**** Selected text

If you are going to put in an airstrip it needs to be in a place with open land, i.e. rural. Rich and affluent people can enjoy vacation homes in rural locations as much as anyone else. The fact that someone wants an airstrip is an indicator that they like to fly. Other than someone writing an article I don't believe there is really a trend to rich people putting in airstrips, or that the airstrip means anything other than they intend to fly in. I quit flying about 20 years ago. These things were around then. To the best of my knowledge nothing has changed.

An airstrip is completely at odds with OPSEC. It is impossible to hide. Legally you are open to emergency landings. About the only thing consistent with prepping that I can see is that an airplane could make an excellent BOV and get you to a much more distant BOL than a car.


----------



## Maine-Marine (Mar 7, 2014)

I would not call that an article... there was no specifics or real facts... and the U mirror reports link goes to google mail...

bah hum bug


----------



## Maine-Marine (Mar 7, 2014)

AND from that "brief" what do we really KNOW.. we know that somebody took 2 minutes to write a report about unknown rich people buying unknown land in unknow areas of new Zealand for unknown reasons...

can we match plane purchases to land purchases.... and frankly.. I would thin RICH people would be smart enough to buy land near each other and SHARE an air port


----------

********
**** Listing

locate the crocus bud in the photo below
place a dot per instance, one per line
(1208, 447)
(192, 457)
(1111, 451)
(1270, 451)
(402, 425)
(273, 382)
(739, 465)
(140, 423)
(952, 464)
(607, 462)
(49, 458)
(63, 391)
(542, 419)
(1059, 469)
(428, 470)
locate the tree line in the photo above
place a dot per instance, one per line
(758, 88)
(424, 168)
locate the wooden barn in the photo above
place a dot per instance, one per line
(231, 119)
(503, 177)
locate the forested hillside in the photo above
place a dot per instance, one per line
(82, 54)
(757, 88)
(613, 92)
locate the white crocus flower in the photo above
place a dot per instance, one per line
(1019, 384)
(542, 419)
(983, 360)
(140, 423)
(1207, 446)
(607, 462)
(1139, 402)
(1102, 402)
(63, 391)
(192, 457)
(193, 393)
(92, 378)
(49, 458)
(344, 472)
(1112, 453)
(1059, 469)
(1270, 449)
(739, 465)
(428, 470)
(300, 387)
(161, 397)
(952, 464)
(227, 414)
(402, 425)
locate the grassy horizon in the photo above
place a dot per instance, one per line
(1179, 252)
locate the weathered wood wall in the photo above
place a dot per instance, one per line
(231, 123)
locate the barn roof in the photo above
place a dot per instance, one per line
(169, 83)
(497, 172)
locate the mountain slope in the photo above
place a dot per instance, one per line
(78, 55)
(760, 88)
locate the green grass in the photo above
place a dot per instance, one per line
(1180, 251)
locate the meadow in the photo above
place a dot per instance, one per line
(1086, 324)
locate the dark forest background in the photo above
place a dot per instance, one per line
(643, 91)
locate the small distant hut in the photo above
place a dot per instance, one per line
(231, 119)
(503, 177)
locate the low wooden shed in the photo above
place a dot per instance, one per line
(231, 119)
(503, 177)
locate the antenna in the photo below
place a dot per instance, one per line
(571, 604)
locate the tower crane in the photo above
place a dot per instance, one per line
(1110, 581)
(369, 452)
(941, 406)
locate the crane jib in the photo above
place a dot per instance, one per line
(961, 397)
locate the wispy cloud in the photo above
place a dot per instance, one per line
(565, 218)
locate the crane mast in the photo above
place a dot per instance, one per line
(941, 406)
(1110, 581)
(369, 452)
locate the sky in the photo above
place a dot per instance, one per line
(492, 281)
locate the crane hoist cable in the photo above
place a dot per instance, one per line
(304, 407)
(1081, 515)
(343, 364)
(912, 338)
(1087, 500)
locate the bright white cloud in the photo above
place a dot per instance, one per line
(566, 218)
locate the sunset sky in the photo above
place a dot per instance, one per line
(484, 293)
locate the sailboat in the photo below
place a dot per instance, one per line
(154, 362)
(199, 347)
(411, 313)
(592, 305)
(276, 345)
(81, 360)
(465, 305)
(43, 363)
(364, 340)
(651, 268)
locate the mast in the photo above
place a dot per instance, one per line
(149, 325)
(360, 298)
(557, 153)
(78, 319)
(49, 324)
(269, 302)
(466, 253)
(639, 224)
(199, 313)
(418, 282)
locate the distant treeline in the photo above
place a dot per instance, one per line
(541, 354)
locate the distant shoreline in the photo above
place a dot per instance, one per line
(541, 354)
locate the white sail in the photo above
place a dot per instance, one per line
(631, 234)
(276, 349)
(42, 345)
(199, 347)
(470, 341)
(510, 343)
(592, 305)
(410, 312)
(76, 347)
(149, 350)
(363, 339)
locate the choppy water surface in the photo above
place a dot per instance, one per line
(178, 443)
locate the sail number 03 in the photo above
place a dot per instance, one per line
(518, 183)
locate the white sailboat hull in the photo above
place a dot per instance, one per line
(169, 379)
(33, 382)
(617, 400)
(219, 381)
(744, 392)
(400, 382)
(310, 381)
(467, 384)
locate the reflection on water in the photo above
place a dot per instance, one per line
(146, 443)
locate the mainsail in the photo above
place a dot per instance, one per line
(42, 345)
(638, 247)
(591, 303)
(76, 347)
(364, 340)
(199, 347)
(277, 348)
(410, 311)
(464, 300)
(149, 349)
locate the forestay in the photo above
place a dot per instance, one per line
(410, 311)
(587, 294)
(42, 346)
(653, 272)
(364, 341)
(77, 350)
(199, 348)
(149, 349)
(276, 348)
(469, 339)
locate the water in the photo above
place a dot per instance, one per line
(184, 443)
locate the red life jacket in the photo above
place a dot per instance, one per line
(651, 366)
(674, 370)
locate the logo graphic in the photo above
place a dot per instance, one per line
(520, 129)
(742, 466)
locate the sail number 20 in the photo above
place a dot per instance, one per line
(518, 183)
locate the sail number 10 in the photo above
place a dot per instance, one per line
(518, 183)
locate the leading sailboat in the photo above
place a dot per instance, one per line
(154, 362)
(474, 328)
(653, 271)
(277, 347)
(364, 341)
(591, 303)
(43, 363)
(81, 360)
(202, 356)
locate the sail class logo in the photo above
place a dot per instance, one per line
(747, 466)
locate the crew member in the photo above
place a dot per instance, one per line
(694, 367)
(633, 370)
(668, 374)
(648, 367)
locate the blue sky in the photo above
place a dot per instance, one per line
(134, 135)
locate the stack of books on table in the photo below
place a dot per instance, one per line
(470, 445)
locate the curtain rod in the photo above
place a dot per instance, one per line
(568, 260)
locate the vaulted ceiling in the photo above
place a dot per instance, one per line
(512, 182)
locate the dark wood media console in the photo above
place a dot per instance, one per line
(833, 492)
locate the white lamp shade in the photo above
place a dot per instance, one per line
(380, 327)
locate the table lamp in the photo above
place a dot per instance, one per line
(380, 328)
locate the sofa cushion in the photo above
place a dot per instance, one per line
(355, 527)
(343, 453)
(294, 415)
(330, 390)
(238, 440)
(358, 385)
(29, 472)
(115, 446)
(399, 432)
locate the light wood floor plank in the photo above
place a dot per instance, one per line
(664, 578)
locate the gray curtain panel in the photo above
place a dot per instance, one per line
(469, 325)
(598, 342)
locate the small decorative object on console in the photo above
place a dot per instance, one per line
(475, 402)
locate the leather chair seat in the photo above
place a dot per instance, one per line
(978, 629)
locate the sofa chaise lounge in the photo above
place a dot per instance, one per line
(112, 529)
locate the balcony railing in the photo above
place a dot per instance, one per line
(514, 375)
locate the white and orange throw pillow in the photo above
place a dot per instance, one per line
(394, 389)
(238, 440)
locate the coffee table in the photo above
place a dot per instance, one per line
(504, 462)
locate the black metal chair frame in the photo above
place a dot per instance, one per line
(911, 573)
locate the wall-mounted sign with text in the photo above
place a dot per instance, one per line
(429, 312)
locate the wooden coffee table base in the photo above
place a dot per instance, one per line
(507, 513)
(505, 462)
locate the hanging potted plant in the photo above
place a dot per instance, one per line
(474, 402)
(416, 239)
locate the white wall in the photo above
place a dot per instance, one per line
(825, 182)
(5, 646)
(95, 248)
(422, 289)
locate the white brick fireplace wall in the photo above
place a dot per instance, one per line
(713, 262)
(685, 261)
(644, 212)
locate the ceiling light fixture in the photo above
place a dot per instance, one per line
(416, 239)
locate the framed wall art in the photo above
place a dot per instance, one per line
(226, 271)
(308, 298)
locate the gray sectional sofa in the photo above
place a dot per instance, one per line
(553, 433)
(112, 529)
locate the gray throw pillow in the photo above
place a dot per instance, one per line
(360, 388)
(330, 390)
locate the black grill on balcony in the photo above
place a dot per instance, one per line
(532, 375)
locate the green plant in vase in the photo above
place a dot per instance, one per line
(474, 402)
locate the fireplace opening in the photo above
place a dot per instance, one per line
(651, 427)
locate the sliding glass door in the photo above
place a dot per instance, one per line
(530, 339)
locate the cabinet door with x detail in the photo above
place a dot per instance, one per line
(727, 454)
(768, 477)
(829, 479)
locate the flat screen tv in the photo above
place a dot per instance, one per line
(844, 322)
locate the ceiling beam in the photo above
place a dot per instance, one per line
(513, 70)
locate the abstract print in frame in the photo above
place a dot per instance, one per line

********

Reproduce the airstrip discussion from "If you are going" up to and including "than a car.", swapping every "rural" for "remote".

If you are going to put in an airstrip it needs to be in a place with open land, i.e. remote. Rich and affluent people can enjoy vacation homes in remote locations as much as anyone else. The fact that someone wants an airstrip is an indicator that they like to fly. Other than someone writing an article I don't believe there is really a trend to rich people putting in airstrips, or that the airstrip means anything other than they intend to fly in. I quit flying about 20 years ago. These things were around then. To the best of my knowledge nothing has changed.

An airstrip is completely at odds with OPSEC. It is impossible to hide. Legally you are open to emergency landings. About the only thing consistent with prepping that I can see is that an airplane could make an excellent BOV and get you to a much more distant BOL than a car.